■ Object position labeling entries:
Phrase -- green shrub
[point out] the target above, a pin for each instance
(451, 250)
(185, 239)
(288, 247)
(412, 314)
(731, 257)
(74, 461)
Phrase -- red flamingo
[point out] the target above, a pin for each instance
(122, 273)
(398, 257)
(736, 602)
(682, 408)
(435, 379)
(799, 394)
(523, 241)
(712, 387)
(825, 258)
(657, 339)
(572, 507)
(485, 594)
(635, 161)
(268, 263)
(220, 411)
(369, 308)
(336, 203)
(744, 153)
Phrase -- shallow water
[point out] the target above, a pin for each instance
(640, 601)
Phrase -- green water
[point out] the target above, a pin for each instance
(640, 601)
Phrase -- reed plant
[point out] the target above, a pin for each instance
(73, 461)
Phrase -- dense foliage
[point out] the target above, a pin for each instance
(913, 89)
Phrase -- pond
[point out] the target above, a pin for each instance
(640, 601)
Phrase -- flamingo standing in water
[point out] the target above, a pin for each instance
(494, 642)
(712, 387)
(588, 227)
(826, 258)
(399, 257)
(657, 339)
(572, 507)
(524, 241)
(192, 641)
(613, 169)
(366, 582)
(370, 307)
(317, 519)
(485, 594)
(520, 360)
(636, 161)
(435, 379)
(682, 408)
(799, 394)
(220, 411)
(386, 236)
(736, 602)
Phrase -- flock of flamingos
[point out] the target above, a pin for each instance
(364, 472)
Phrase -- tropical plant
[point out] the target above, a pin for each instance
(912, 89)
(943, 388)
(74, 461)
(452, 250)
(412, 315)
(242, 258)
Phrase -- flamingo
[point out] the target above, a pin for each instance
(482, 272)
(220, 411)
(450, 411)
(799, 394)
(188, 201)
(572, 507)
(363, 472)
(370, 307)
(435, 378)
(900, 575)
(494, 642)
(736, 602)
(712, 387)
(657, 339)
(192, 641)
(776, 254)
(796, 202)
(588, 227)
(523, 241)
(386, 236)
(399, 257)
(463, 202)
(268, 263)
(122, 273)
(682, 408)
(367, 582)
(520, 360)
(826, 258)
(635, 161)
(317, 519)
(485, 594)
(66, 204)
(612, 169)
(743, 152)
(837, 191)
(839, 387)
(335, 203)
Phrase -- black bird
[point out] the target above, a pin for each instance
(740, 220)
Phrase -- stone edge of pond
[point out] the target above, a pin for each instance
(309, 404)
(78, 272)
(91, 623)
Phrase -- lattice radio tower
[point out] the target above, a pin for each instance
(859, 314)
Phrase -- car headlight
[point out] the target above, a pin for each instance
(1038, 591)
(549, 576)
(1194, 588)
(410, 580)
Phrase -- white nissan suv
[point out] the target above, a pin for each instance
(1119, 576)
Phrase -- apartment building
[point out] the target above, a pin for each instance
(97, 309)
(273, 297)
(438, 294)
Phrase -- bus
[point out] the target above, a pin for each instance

■ Problem requirements: Write out the records shown above, exactly as they appear.

■ Output of the task:
Phrase -- green shrub
[point out] the target above, a pin for each instance
(451, 250)
(185, 239)
(288, 247)
(412, 314)
(731, 257)
(74, 461)
Phrase -- red flamingo
[point out] the target above, a pin for each instance
(122, 273)
(398, 257)
(736, 602)
(682, 408)
(435, 379)
(799, 394)
(523, 241)
(712, 387)
(825, 258)
(657, 339)
(572, 507)
(485, 594)
(635, 161)
(268, 263)
(220, 411)
(369, 308)
(336, 203)
(744, 153)
Phrase -- shallow water
[point out] the target above, a pin for each instance
(640, 601)
Phrase -- green water
[point out] the target above, a pin for each instance
(640, 601)
Phrase -- reed plant
[point out] the target above, a pin for each instance
(73, 461)
Phrase -- dense foliage
[point out] the target above, a pin for each instance
(913, 89)
Phrase -- pond
[point out] the target above, a pin for each instance
(640, 601)
Phrase -- flamingo standing in water
[point out] the target above, a pin for each instance
(494, 642)
(712, 387)
(588, 227)
(826, 258)
(399, 257)
(657, 339)
(572, 507)
(524, 241)
(192, 641)
(613, 169)
(366, 582)
(370, 307)
(317, 519)
(485, 594)
(520, 360)
(636, 161)
(435, 379)
(682, 408)
(799, 394)
(220, 411)
(386, 236)
(736, 602)
Phrase -- flock of flamingos
[point out] the target above, a pin for each instance
(364, 472)
Phrase -- tropical plant
[point out] the target above, a pin for each instance
(912, 89)
(943, 388)
(74, 461)
(452, 250)
(412, 315)
(242, 258)
Phrase -- flamingo
[point out] the target above, a pin for each instance
(482, 272)
(220, 411)
(450, 411)
(799, 394)
(188, 201)
(572, 507)
(363, 472)
(370, 307)
(435, 378)
(900, 575)
(494, 642)
(736, 602)
(712, 387)
(657, 339)
(192, 641)
(776, 254)
(796, 202)
(588, 227)
(523, 241)
(386, 236)
(399, 257)
(463, 202)
(268, 263)
(122, 273)
(682, 408)
(367, 582)
(520, 360)
(826, 258)
(635, 161)
(317, 519)
(485, 594)
(66, 204)
(612, 169)
(743, 152)
(837, 191)
(839, 387)
(335, 203)
Phrase -- black bird
[point out] the target above, a pin for each instance
(740, 220)
Phrase -- stone edge of pond
[point out] the target above, a pin for each instance
(309, 404)
(78, 272)
(91, 623)
Phrase -- lattice radio tower
[point out] the target above, a pin for each instance
(859, 314)
Phrase -- car headlight
[point out] the target above, a pin for each instance
(1038, 591)
(549, 576)
(1194, 588)
(410, 580)
Phrase -- white nissan suv
[point out] the target above, a pin for each instance
(1119, 576)
Phrase -- apartment building
[point out] the target above, a pin for each instance
(97, 309)
(273, 297)
(438, 294)
Phrase -- bus
[point out] the target above, a pin for each instance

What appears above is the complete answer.